§ Задания:
1) Ответьте по интервью на вопросы:
(a) Какой хор приехал в Париж в год тысячелетия Крещения Руси?
(b) В каком году канонизировали священномученика Михаила?
(c) Какого числа чтится память священномученика Михаила?
2) Перепечатайте из интервью без изменений отрезок от слов «Белый храм Рождества» по слова «приходят в Церковь.» включительно.

§ Фрагмент текста:
Икона святого Михаила Тихоницкого – В последние годы вы, приезжая в Росиию, посещаете Троице-Сергиеву лавру, а после нее – Вятку.
– Во-первых, я считаю, что прибыть из-за границы в Москву и не побывать в лавре – это даже грешно. Но у меня особая привязанность к этому духовному месту. Как только я начал приезжать в Россию, стал бывать у преподобного Сергия. В год тысячелетия Крещения Руси в Париж прибыл хор Свято-Троицкой Сергиевой лавры под управлением архимандрита Матфея. Мы тогда с ним познакомились. И когда я потом приезжал в лавру, то пел у него на клиросе, и мы, не дерзну сказать, не то что подружились, но очень сблизились духовно. Я с юных лет интересовался церковным пением, и очень многому у него научился. После его кончины каждый год собираются в лавре его бывшие певчие. Отец Матфей скончался 15 сентября, а 20 сентября – память священномученика Михаила. И я после лавры еду в Вятку.
– Как часто вы бываете в дни памяти вашего прадеда – священномученика Михаила Тихоницкого – на Вятской земле?
– Каждый год. Впервые приехал сюда с мамой еще до канонизации священномученика Михаила в 2001 году. В 2003-м была канонизация, и с тех пор я практически каждый год приезжаю.
– Ежегодно бывая на Вятской земле, наблюдаете ли вы какие-то изменения в православной жизни Вятки, России, которые особенно видны «взглядом со стороны»?
Если не воспитывать в людях историческую память, это очень сильно сказывается на духовности
– Естественно. Православие возрождается. Это так. Уже не такими темпами, как в 1990-е, когда многие храмы вернули Церкви. Сейчас немножко все меняется. Во-первых, потому что старшее поколение постепенно уходит – отец Матфей скончался, митрополит Хрисанф скончался, отец мой скончался. И приходит новое поколение, которое, во-первых, уже позабыло, что такое Советский Союз (для тех, кому сейчас 25–30 лет, это уже абстракция). Если не воспитывать в людях историческую память, это очень сильно сказывается на духовности. С приходом молодого поколения что-то меняется и внутри Церкви. Если еще в 1980-е, в начале 1990-х люди шли в Церковь по призванию, потому что хотели служить, то бывает, что люди приходят в Церковь, потому что знают, что там можно получить рабочее место. Конечно, человек верующий, но… как в чиновники пошли. Такие случаи не многочисленны, но они существуют. Таковы мои личные наблюдения. Но постепенно, когда человек начинает служить, психология меняется – служение Церкви становится самым главным.
Белый храм Рождества Пресвятой Богородицы в городе Орлове, где пребывают мощи святого Другое изменение – в Церкви стало много молодежи, и это естественно. Если еще в начале 2000-х в храмах всюду было очень много бабушек, то сейчас в процентном отношении больше молодежи и, что меня очень радует, – больше мужчин. Во Франции это естественно, потому что очень много молдаван и украинцев, которые приезжают на заработки и приходят в Церковь.

§ Исходные материалы:
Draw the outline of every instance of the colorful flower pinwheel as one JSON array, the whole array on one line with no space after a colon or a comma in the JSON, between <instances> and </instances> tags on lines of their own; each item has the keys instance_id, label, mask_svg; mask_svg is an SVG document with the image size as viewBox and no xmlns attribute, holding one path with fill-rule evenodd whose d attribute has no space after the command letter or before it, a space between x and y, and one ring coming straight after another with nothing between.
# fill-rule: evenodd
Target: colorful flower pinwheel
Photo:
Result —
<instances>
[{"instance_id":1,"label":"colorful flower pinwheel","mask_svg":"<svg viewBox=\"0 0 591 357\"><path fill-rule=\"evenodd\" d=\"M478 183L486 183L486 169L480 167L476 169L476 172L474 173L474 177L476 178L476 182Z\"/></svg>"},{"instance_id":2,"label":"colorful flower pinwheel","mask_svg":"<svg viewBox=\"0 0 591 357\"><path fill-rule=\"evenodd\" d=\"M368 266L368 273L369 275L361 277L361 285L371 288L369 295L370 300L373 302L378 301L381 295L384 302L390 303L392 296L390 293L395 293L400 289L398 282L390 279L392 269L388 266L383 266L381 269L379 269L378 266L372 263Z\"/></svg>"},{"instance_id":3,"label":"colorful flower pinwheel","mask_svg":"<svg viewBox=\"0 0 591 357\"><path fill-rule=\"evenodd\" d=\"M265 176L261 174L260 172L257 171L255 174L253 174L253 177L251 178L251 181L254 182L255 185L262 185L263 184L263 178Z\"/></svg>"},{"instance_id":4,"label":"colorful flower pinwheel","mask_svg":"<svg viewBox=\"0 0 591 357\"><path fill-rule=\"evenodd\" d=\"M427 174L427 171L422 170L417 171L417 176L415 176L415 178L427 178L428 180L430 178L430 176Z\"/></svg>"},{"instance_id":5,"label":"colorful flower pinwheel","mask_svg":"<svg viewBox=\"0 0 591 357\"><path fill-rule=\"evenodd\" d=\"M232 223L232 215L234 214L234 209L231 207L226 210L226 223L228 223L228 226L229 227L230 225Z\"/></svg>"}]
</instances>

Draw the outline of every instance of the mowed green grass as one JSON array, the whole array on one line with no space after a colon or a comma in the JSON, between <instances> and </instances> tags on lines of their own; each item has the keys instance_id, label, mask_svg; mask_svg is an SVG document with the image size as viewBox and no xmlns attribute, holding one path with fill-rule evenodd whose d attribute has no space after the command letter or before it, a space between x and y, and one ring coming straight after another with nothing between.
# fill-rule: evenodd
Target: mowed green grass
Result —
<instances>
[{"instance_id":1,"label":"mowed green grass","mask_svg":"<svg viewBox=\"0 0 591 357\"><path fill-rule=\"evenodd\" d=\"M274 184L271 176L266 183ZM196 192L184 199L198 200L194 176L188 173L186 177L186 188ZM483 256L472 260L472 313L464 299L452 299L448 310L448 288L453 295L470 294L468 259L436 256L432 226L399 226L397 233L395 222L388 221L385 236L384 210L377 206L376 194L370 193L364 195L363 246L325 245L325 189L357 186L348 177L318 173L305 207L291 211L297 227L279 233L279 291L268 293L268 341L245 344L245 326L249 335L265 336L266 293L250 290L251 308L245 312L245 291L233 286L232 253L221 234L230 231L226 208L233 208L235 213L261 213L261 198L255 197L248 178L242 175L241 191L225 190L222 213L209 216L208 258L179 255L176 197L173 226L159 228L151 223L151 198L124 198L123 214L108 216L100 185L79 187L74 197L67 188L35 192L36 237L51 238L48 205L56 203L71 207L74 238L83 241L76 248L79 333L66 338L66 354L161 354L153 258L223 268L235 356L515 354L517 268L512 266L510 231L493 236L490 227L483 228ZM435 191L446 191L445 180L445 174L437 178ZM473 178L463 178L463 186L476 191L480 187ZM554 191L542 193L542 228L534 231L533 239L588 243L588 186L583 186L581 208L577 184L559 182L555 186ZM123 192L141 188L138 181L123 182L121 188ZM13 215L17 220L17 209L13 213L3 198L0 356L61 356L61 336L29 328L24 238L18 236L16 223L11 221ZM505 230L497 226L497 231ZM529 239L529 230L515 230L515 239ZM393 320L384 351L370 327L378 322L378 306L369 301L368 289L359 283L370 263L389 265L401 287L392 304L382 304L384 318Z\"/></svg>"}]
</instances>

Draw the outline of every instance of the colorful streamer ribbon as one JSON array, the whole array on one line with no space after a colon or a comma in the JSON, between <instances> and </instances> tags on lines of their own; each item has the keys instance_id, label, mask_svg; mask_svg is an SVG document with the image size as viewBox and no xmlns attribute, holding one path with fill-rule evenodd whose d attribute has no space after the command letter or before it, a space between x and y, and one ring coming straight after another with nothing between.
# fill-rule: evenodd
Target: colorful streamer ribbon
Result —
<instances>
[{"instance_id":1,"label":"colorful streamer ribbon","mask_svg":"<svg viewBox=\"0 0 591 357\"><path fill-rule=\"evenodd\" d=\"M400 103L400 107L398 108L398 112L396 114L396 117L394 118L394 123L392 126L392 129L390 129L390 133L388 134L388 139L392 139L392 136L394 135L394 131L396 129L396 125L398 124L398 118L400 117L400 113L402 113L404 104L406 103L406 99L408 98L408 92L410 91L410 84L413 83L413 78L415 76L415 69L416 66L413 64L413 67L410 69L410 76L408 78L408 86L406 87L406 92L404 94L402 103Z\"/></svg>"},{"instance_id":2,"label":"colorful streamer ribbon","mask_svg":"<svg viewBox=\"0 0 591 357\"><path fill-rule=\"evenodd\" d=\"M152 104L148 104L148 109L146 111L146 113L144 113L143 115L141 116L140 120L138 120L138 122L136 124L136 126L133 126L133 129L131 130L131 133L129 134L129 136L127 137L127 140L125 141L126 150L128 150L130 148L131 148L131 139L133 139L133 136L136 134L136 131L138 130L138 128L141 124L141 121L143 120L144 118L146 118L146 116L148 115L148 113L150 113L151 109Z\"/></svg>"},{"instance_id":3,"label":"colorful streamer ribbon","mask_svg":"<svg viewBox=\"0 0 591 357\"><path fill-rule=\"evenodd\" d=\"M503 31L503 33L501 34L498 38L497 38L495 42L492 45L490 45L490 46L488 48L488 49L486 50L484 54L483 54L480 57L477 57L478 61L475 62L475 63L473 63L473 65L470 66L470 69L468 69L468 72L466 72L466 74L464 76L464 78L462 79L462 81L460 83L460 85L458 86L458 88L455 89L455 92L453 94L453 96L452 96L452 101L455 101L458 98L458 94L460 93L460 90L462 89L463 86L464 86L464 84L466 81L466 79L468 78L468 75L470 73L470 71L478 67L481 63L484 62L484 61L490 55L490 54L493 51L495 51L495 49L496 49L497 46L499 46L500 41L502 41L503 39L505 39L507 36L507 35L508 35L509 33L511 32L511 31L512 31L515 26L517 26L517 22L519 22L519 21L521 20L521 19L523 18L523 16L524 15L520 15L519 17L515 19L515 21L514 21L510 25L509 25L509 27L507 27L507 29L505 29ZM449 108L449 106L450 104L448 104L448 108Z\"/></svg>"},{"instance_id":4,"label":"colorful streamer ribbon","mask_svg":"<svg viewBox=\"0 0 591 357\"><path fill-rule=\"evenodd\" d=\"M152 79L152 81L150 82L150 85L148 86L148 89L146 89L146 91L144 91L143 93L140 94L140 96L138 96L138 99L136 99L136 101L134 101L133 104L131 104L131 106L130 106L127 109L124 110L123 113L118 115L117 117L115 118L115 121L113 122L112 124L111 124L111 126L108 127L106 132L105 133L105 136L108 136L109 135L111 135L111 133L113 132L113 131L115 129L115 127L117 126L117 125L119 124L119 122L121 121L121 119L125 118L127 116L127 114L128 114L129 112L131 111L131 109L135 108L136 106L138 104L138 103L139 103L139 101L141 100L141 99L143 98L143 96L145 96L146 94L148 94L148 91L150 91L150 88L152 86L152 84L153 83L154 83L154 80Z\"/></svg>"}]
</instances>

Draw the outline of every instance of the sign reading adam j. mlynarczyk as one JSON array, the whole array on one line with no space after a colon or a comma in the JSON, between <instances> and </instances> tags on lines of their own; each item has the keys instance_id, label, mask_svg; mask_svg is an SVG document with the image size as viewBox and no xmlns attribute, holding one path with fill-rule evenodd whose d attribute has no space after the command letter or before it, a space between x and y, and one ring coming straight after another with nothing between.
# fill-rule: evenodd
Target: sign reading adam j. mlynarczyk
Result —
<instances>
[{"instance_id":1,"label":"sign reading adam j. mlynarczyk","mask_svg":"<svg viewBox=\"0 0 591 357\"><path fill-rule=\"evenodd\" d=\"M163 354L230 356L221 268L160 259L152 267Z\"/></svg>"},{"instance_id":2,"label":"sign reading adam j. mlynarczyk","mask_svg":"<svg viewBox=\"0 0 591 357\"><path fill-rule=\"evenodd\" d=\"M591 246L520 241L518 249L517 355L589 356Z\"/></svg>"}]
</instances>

§ Ответы по заданиям:
1)
(a) Хор Свято-Троицкой Сергиевой лавры под управлением архимандрита Матфея.
(b) В 2003 году.
(c) 20 сентября.

2)
Белый храм Рождества Пресвятой Богородицы в городе Орлове, где пребывают мощи святого Другое изменение – в Церкви стало много молодежи, и это естественно. Если еще в начале 2000-х в храмах всюду было очень много бабушек, то сейчас в процентном отношении больше молодежи и, что меня очень радует, – больше мужчин. Во Франции это естественно, потому что очень много молдаван и украинцев, которые приезжают на заработки и приходят в Церковь.